» **Task details**
From the data below, pull out every line that contains the string "horse". The match is case-sensitive.

» **Dataset records**
━━━━━━━━━━━━━━━━

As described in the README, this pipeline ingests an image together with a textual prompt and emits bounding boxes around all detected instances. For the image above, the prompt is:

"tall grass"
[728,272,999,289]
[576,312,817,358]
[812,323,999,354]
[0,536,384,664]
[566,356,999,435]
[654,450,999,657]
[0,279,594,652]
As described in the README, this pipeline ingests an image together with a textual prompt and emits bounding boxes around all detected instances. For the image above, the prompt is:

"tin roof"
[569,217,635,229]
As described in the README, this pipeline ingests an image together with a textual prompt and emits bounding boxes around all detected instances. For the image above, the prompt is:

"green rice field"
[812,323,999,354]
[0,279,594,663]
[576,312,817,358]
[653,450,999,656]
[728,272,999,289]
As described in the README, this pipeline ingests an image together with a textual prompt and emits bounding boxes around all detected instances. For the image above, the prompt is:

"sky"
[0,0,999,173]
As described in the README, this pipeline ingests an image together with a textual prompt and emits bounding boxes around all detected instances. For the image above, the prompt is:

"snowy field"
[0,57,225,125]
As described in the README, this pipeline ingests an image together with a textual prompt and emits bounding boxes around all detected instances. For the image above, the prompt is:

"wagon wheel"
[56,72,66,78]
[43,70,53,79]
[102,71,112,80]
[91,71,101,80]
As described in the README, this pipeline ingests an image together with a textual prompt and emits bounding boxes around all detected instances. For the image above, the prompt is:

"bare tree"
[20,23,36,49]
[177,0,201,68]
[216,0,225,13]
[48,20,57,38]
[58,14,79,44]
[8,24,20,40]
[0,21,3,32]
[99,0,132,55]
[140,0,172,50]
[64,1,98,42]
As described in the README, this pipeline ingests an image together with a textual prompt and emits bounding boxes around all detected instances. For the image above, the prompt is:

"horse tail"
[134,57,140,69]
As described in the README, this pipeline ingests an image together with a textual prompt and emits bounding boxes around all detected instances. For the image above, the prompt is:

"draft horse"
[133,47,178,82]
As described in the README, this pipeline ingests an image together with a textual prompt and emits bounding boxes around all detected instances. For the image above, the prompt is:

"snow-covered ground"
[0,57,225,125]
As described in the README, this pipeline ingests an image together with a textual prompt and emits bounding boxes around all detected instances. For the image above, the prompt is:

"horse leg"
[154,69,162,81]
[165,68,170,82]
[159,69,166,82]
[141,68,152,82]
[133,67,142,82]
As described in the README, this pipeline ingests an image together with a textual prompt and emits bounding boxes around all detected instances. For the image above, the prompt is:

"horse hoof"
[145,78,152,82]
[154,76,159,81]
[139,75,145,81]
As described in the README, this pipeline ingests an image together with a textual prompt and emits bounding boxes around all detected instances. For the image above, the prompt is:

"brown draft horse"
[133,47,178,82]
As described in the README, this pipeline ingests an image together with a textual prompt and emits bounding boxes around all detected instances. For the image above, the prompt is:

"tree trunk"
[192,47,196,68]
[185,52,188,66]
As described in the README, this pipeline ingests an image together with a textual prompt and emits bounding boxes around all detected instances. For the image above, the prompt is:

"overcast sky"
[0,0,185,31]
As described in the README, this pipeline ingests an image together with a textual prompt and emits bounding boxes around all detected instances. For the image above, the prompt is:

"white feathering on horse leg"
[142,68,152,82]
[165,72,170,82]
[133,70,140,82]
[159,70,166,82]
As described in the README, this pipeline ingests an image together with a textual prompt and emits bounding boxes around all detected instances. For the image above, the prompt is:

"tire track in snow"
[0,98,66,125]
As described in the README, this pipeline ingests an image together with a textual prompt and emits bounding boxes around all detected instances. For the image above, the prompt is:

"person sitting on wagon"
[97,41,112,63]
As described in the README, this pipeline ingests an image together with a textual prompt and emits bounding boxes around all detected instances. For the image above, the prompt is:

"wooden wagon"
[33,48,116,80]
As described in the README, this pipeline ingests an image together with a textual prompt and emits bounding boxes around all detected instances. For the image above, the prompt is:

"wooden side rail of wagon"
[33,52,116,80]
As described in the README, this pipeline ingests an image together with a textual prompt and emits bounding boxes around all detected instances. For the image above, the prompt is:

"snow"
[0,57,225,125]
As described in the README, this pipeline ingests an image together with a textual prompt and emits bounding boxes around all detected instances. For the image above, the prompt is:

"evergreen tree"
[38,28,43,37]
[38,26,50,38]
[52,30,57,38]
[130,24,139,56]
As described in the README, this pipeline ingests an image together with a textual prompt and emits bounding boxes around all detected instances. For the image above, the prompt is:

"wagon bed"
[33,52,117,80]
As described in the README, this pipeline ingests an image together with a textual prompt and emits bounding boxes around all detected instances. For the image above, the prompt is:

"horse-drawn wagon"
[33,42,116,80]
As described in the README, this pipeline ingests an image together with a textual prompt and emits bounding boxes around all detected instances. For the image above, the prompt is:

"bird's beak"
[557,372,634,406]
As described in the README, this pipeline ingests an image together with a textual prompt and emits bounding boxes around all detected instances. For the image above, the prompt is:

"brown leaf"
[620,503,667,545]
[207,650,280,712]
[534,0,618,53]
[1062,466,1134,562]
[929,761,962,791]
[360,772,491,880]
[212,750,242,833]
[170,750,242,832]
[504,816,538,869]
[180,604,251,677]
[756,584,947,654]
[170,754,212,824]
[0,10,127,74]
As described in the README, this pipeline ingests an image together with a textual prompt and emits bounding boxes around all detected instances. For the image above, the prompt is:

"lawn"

━━━━━━━━━━━━━━━━

» **Correct output**
"horse tail"
"draft horse"
"horse leg"
"horse hoof"
"brown draft horse"
"white feathering on horse leg"
"horse-drawn wagon"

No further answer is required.